WHAT YOU ARE ASKED TO DO: The answer must consist of every line below that holds the word "dress".

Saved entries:

= = = = =

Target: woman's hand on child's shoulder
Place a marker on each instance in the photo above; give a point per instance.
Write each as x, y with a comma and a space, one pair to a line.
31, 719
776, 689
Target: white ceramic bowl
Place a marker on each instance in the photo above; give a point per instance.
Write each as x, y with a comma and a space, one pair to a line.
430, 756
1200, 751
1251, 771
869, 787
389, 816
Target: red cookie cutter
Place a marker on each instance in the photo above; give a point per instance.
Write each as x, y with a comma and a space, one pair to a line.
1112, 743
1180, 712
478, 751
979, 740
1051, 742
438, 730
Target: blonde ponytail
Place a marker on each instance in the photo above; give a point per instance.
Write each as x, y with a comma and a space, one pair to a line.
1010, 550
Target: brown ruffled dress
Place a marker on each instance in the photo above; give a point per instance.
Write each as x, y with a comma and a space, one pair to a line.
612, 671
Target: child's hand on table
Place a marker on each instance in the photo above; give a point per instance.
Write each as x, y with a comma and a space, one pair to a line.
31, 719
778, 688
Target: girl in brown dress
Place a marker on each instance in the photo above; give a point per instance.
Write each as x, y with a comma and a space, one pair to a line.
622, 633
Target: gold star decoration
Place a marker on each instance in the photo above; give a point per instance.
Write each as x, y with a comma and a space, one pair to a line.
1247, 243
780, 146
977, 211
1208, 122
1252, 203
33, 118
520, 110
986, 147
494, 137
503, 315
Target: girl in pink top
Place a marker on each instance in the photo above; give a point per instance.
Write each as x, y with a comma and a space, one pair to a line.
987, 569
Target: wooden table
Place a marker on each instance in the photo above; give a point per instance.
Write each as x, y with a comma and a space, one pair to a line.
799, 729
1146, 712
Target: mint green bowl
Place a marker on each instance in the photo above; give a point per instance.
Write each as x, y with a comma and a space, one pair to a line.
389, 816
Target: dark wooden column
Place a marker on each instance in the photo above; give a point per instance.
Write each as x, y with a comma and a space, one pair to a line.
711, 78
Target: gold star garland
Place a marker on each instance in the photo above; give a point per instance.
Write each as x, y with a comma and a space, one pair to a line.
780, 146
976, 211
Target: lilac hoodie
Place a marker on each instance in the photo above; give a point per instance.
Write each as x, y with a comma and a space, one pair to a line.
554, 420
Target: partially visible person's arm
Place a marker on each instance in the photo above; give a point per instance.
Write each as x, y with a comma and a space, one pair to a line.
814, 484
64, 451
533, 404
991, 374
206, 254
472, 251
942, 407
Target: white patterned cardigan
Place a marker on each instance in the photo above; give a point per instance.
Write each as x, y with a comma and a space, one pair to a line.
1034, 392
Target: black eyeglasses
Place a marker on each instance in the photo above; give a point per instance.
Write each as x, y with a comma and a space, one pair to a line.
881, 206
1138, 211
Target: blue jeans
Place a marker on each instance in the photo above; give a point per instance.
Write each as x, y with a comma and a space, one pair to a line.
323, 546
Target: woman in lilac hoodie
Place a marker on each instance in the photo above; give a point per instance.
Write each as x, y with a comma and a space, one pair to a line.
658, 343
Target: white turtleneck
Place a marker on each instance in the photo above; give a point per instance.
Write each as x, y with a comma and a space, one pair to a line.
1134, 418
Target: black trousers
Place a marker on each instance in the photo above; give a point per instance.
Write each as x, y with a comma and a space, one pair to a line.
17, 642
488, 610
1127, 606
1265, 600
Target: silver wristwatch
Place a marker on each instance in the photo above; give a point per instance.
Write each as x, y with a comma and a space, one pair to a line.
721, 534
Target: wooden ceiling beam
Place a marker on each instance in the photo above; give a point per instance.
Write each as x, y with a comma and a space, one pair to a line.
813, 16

= = = = =

ANSWER TO THIS TASK:
Target: brown ruffled dress
Target: girl in brown dress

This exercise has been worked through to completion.